Compiti da svolgere:
a) Secondo l'articolo, che cosa indossano i palestinesi usati come scudi umani e come appaiono le loro mani e i loro volti?
b) Riscrivi il tratto dell'articolo che va da "All’inizio è difficile" fino a "durante le operazioni.", sostituendo "scarpe da ginnastica" con "sandali".
c) Riduci a un elenco puntato il paragrafo dell'articolo che comincia con "Ma se si guarda più da vicino", mantenendone i fatti principali.

Testo di partenza:
++++

Inchiesta di Haaretz: l’esercito israeliano usa civili palestinesi per ispezionare i tunnel che potrebbero contenere trappole esplosive a Gaza

di Yaniv Kubovich e Michael Hauser Tov,

Haaretz, 13 agosto 2024.   

“Le nostre vite sono più importanti delle loro”: gazawi non sospettati di terrorismo sono detenuti e inviati come scudi umani per esplorare tunnel e case prima che i soldati dell’IDF vi entrino, con la piena consapevolezza degli alti ufficiali israeliani, dicono diverse fonti; l’IDF sostiene che questa pratica è proibita.

Un palestinese vestito con l’uniforme dell’IDF accanto a soldati israeliani in una casa di Rafah il mese scorso. La foto è stata sfocata per rimuovere i tratti identificativi. David Bachar

All’inizio è difficile riconoscerli. Di solito indossano uniformi dell’esercito israeliano, molti di loro sono ventenni e sono sempre in compagnia di soldati israeliani di vari gradi.

Ma se si guarda più da vicino, si nota che la maggior parte di loro indossa scarpe da ginnastica, non stivali militari. Le loro mani sono ammanettate dietro la schiena e i loro volti sono pieni di paura. I soldati chiamano ciascuno di loro shawish, un’oscura parola araba di origine turca che significa sergente.

Palestinesi scelti a caso sono stati utilizzati dalle unità dell’esercito israeliano nella Striscia di Gaza per un unico scopo: servire da scudi umani per i soldati durante le operazioni.

“Le nostre vite sono più importanti delle loro”, è stato detto ai soldati. L’idea è che è meglio che i soldati israeliani rimangano vivi e che siano gli shawishim a saltare in aria per un ordigno esplosivo.

++++

Dati elencati:
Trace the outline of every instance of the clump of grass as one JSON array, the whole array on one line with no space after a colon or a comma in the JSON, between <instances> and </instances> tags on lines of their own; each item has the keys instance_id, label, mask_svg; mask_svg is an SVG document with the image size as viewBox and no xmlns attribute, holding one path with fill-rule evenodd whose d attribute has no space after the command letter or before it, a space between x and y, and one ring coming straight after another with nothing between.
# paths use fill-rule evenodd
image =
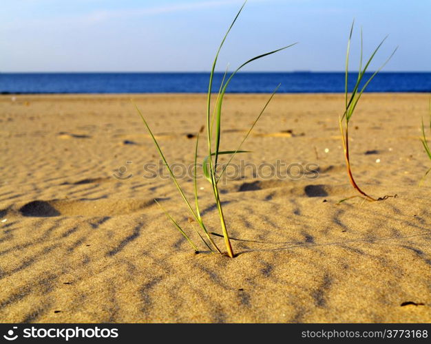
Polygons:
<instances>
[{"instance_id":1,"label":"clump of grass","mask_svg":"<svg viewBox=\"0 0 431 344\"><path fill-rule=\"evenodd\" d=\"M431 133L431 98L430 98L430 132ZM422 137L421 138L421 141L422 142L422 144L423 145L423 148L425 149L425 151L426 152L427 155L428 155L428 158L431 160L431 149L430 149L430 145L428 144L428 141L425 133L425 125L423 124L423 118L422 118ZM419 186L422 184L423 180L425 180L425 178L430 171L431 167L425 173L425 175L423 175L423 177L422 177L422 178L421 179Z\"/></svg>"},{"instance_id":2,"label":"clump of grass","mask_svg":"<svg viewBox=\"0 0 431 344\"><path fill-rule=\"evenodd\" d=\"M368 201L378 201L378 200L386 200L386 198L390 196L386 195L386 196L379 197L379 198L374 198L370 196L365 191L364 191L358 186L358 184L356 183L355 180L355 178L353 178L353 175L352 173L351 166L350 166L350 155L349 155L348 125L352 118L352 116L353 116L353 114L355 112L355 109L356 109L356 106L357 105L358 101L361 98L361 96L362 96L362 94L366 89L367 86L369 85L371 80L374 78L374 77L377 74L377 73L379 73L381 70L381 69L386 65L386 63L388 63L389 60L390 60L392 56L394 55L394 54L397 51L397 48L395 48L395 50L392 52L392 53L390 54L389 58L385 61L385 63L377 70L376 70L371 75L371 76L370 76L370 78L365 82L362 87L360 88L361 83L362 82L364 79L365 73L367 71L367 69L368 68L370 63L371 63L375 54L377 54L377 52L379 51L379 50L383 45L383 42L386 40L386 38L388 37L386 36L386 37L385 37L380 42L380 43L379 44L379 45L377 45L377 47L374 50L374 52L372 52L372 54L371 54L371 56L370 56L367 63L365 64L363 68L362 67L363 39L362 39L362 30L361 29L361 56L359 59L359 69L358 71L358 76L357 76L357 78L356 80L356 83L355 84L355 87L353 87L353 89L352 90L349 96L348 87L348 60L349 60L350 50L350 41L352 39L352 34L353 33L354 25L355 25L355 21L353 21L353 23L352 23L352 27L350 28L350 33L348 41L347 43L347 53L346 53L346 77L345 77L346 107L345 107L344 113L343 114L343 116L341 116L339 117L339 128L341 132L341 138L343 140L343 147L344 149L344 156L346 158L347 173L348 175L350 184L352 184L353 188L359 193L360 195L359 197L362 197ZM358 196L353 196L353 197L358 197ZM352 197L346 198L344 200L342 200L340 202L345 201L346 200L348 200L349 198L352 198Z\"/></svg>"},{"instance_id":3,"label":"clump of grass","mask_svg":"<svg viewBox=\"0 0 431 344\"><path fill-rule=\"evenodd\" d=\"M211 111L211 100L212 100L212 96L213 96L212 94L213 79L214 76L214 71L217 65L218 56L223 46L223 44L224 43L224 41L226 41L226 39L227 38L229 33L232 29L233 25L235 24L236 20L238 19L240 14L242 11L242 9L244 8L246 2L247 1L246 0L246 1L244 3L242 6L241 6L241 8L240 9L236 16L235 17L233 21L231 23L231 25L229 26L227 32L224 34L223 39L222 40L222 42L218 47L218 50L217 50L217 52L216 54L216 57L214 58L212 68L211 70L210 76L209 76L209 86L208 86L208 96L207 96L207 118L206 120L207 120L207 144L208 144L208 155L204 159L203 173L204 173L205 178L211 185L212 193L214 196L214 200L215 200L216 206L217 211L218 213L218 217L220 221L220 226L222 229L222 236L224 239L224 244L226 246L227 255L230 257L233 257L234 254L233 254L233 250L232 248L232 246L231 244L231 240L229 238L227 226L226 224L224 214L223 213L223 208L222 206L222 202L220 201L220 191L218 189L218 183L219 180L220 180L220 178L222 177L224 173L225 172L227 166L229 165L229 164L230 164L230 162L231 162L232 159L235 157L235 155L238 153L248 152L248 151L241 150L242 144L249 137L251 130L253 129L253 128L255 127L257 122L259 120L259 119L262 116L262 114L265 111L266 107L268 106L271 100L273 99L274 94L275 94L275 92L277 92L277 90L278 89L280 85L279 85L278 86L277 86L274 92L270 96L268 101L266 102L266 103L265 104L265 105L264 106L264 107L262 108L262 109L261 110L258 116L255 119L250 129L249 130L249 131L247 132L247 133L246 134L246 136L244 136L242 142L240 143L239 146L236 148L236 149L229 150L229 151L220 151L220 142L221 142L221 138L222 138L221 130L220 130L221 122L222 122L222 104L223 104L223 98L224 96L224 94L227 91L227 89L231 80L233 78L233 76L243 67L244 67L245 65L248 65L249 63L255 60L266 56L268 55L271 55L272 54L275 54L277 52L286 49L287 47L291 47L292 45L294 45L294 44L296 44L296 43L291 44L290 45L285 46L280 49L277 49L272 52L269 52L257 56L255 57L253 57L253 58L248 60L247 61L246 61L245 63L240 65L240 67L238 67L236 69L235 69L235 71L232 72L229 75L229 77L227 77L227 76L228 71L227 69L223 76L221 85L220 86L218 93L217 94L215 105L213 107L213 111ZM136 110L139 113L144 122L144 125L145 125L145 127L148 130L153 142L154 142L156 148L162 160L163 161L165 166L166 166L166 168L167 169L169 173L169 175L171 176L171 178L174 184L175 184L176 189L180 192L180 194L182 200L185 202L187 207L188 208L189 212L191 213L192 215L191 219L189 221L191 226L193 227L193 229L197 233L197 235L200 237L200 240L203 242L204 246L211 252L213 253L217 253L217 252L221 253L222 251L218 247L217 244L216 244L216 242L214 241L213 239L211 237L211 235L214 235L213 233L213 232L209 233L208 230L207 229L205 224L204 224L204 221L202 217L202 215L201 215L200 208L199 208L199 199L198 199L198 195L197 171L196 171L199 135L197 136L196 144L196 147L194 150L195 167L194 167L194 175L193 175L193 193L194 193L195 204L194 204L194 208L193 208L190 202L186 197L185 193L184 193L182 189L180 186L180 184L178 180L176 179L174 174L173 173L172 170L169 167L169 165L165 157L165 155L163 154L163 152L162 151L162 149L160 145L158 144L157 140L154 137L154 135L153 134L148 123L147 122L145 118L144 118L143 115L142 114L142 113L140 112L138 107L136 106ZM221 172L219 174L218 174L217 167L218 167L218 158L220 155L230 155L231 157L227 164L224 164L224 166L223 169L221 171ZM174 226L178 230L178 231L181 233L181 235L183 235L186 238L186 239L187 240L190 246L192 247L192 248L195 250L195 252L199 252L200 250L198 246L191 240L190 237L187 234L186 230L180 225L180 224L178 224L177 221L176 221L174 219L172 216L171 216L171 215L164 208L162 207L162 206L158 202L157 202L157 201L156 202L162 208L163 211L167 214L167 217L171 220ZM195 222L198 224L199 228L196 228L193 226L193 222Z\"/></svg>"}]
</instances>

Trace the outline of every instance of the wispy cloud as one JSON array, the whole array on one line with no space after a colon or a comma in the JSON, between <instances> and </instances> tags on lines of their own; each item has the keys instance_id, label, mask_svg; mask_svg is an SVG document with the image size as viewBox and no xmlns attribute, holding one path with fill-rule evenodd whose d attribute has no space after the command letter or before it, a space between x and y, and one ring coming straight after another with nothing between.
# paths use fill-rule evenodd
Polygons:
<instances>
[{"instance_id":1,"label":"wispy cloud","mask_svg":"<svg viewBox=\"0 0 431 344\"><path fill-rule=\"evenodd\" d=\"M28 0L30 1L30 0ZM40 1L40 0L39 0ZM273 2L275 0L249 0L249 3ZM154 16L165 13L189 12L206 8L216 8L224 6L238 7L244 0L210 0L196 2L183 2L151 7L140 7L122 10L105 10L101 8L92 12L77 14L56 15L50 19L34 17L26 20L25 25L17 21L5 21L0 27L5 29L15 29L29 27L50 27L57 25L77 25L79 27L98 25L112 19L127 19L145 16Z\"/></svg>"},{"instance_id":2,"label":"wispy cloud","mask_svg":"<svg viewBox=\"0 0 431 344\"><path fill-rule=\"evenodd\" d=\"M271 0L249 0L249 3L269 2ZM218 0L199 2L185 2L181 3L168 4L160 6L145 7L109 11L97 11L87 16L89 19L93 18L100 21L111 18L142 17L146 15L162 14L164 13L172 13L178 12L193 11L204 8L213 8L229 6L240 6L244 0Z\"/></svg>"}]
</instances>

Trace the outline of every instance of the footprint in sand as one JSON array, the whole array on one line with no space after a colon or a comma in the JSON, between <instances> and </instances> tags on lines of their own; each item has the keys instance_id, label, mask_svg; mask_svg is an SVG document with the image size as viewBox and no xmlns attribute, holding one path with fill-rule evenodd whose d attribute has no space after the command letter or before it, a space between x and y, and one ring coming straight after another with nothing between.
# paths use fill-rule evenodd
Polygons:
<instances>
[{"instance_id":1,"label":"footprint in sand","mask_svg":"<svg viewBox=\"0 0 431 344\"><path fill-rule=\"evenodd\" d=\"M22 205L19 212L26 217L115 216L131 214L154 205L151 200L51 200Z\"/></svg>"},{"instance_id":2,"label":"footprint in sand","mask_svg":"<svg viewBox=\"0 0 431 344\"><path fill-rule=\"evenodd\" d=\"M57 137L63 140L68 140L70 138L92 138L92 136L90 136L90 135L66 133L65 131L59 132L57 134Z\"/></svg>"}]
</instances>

++++

Risposte ai compiti:
a)
- Uniformi dell'esercito israeliano
- Scarpe da ginnastica, non stivali militari
- Mani ammanettate dietro la schiena
- Volti pieni di paura

b)
All’inizio è difficile riconoscerli. Di solito indossano uniformi dell’esercito israeliano, molti di loro sono ventenni e sono sempre in compagnia di soldati israeliani di vari gradi.

Ma se si guarda più da vicino, si nota che la maggior parte di loro indossa sandali, non stivali militari. Le loro mani sono ammanettate dietro la schiena e i loro volti sono pieni di paura. I soldati chiamano ciascuno di loro shawish, un’oscura parola araba di origine turca che significa sergente.

Palestinesi scelti a caso sono stati utilizzati dalle unità dell’esercito israeliano nella Striscia di Gaza per un unico scopo: servire da scudi umani per i soldati durante le operazioni.

c)
- La maggior parte di loro porta scarpe da ginnastica, non stivali militari.
- Hanno le mani ammanettate dietro la schiena e il volto pieno di paura.
- I soldati chiamano ciascuno di loro shawish, parola araba di origine turca che significa sergente.